What you have to do: Give a verbatim repeat of the lines that run from the line containing "Target: yellow house" to the end of the data below.

Material provided:
◆ ◆ ◆

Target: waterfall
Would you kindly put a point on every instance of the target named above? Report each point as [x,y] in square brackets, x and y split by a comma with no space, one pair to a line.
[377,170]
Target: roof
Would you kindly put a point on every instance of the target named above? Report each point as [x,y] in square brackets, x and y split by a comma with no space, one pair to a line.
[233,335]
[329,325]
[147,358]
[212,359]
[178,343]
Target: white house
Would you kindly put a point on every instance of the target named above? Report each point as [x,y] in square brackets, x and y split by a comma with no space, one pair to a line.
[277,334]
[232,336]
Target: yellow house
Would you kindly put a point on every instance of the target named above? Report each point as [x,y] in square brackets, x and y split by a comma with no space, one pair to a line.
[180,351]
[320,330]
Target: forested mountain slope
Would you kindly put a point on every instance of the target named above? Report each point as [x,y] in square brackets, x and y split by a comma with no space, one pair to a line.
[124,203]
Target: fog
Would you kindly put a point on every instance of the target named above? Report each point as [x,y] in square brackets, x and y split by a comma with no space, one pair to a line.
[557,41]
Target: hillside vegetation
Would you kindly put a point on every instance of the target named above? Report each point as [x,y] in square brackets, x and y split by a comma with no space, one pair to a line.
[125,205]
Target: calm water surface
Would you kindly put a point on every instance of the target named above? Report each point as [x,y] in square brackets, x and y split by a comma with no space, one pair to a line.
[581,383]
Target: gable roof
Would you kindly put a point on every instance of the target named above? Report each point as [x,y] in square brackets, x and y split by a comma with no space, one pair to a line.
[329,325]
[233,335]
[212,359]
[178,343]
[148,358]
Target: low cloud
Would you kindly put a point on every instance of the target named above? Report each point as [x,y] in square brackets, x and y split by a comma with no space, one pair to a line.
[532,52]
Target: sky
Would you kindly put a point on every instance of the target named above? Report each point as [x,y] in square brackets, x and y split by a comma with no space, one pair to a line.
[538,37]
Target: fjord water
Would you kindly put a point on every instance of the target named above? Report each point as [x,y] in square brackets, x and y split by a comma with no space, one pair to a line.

◆ ◆ ◆

Solution to the exercise:
Target: yellow house
Would you kindly put a point on every instance of the target named above? Report each point as [x,y] in square brackets, x and y split by a comma with no space, one pair to a line.
[180,351]
[320,330]
Target: forested mountain slope
Would you kindly put a point on every instance of the target named above? Report each point as [x,y] in square brackets, x and y split by a comma with no space, one pair to a line.
[124,203]
Target: fog
Would you kindly put a point on every instance of the target named above? Report each point as [x,y] in square brackets, x and y split by a comma with no space, one pair to a line.
[557,41]
Target: hillside vegetation
Would you kindly put a point on every instance of the target named above? Report each point as [x,y] in square brackets, x and y split by a comma with no space, one pair to a line.
[125,205]
Target: calm water surface
Would you kindly put a point on every instance of the target named above? Report each point as [x,y] in square brackets, x and y split by a comma with no space, one pair to a line.
[581,383]
Target: gable roof
Would you kindly put a point on every instance of the target named above? Report each point as [x,y] in square brackets, x and y split by a comma with no space, one pair to a line.
[329,325]
[233,335]
[212,359]
[178,343]
[148,358]
Target: low cloud
Would you kindly put a point on every instance of the target named above? Report each point as [x,y] in square brackets, x and y split by a comma with no space, one pair to a line.
[532,52]
Target: sky
Would you kindly put a point on every instance of the target named above? Report each point as [x,y] in square brackets, x and y split by a comma with no space, one pair to a line.
[538,37]
Target: fjord water
Would you kindly put a point on every instance of the target named above? Report each point as [x,y] in square brackets, x and y split by a comma with no space, one pair to a line.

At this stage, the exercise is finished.